Selected extract:
________________

TN removal efficiency during anaerobic-aerobic process in other literatures was 51.0–92.5%. In this study, the TN removal efficiency of ASSBR was 66.5% ± 5.7%, which was similar to Jia et al. (2012); Zhu and Chen (2011). Compared with the three researches above, it was found that N₂O emissions (6.6–43.2%) under low DO were much higher than that (2.1%) under high DO, which implied the low-oxygen stimulated the N₂O emission. The TN removal efficiencies were relatively high in SBBR (81.7% ± 1.5%) of this study, which was similar to Jia et al. (2013a) and Liu et al. (2008). Meanwhile the N₂O emission rates (2.3–7.7%) in the process with high TN removal efficiency were relatively less than that in the process with lower TN removal efficiency, which proposed that improvement of TN removal efficiency might reduce the production of N₂O.

________________

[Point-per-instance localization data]
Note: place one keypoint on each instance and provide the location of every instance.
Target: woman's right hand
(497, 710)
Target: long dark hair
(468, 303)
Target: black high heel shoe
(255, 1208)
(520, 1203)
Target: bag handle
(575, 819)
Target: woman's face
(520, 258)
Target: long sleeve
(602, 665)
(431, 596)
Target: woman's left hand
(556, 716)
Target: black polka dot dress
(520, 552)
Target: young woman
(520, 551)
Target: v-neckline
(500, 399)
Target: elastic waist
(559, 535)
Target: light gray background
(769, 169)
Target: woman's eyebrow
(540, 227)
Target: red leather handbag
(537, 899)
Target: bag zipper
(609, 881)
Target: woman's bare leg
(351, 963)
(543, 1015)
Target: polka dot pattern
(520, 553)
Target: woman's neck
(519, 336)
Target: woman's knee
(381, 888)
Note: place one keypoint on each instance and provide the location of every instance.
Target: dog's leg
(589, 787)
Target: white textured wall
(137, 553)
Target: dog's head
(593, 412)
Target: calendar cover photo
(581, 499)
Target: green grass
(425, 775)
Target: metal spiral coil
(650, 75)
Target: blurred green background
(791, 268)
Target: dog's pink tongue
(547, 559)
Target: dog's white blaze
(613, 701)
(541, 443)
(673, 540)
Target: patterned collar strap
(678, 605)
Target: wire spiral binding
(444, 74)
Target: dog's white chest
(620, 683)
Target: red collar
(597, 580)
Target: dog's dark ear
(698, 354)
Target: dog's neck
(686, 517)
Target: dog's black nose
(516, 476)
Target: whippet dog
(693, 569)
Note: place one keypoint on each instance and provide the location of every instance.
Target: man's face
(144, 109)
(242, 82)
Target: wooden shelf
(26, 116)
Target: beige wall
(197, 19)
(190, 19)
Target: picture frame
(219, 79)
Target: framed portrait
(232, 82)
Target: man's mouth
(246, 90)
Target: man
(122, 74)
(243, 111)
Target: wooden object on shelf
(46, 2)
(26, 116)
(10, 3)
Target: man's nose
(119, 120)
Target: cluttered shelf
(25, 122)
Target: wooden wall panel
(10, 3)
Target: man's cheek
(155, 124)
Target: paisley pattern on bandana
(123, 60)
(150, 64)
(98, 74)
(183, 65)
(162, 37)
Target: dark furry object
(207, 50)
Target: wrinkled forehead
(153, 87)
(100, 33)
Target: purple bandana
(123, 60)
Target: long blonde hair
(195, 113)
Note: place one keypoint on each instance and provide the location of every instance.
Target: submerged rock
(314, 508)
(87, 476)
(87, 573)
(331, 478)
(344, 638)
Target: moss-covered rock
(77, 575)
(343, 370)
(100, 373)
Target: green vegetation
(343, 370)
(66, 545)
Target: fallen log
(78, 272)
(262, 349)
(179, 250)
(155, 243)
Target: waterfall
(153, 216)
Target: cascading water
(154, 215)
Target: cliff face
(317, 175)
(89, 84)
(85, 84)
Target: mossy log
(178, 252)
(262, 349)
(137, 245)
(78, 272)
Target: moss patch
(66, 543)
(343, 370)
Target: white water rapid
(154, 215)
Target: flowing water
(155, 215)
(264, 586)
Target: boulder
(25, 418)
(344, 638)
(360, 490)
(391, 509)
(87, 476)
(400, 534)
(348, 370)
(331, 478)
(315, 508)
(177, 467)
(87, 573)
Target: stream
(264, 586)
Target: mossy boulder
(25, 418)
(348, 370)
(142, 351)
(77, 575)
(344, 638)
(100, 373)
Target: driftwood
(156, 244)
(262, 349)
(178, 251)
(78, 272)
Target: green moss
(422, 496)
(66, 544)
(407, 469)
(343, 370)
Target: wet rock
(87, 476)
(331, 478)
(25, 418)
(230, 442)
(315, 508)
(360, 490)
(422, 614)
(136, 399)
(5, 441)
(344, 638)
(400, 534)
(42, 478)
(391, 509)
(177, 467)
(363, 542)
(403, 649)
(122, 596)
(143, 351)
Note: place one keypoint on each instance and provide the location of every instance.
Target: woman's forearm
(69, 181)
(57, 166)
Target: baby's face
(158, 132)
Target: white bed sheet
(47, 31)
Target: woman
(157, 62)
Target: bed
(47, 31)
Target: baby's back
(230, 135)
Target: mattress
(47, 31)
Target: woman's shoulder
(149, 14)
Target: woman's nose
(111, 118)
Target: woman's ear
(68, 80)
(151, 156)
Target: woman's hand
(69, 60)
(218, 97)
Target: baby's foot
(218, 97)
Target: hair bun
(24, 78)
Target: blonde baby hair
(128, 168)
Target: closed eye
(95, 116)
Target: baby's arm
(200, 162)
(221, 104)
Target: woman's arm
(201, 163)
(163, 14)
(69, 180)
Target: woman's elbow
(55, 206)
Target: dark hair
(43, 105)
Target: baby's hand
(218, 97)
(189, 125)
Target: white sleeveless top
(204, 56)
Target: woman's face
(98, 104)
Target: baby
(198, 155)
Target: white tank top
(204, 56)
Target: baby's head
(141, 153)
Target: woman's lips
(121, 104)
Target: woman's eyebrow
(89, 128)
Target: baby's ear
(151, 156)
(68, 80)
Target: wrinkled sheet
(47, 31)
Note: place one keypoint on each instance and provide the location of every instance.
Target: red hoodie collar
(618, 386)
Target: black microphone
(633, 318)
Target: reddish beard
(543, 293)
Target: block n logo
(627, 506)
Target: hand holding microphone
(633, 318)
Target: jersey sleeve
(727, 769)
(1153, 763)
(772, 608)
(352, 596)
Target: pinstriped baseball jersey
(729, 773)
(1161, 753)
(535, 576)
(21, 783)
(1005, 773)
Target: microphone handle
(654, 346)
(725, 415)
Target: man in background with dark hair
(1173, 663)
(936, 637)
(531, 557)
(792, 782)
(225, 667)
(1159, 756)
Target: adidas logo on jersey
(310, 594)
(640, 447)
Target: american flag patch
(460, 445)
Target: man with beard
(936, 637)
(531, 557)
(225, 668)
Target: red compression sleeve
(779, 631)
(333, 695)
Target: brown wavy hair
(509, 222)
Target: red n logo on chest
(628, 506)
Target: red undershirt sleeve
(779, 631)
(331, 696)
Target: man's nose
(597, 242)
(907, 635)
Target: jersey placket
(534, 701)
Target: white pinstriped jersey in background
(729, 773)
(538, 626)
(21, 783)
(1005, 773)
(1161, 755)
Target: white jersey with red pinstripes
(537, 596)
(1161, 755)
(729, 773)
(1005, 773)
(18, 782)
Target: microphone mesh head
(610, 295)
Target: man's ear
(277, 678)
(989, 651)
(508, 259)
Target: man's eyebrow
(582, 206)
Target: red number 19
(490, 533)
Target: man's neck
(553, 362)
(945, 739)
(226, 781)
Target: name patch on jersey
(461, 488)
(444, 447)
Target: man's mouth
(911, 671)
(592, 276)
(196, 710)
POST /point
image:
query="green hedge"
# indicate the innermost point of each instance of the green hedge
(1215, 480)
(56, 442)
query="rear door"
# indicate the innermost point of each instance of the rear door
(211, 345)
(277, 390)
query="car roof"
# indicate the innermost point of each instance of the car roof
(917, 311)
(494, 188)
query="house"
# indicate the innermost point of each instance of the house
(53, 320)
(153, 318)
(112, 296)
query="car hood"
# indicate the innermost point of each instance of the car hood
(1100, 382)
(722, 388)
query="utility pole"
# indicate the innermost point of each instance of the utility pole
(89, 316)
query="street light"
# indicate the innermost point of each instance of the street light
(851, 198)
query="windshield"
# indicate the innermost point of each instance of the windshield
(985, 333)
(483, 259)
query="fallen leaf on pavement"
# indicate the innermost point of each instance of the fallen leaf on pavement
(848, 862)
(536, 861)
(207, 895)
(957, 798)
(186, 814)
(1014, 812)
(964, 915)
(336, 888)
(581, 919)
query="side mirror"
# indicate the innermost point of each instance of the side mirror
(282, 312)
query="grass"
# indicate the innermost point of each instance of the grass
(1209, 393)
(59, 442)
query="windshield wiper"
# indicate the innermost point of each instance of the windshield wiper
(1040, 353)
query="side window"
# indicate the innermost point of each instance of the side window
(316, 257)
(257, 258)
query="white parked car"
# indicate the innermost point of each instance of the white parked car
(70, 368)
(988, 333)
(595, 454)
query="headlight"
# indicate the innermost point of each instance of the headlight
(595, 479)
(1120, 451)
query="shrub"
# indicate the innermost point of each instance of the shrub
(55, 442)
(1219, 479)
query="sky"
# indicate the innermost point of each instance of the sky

________________

Reproduce the stretch of the nitrogen-removal passage from "TN removal efficiency during" through "production of N₂O.".

TN removal efficiency during anaerobic-aerobic process in other literatures was 51.0–92.5%. In this study, the TN removal efficiency of ASSBR was 66.5% ± 5.7%, which was similar to Jia et al. (2012); Zhu and Chen (2011). Compared with the three researches above, it was found that N₂O emissions (6.6–43.2%) under low DO were much higher than that (2.1%) under high DO, which implied the low-oxygen stimulated the N₂O emission. The TN removal efficiencies were relatively high in SBBR (81.7% ± 1.5%) of this study, which was similar to Jia et al. (2013a) and Liu et al. (2008). Meanwhile the N₂O emission rates (2.3–7.7%) in the process with high TN removal efficiency were relatively less than that in the process with lower TN removal efficiency, which proposed that improvement of TN removal efficiency might reduce the production of N₂O.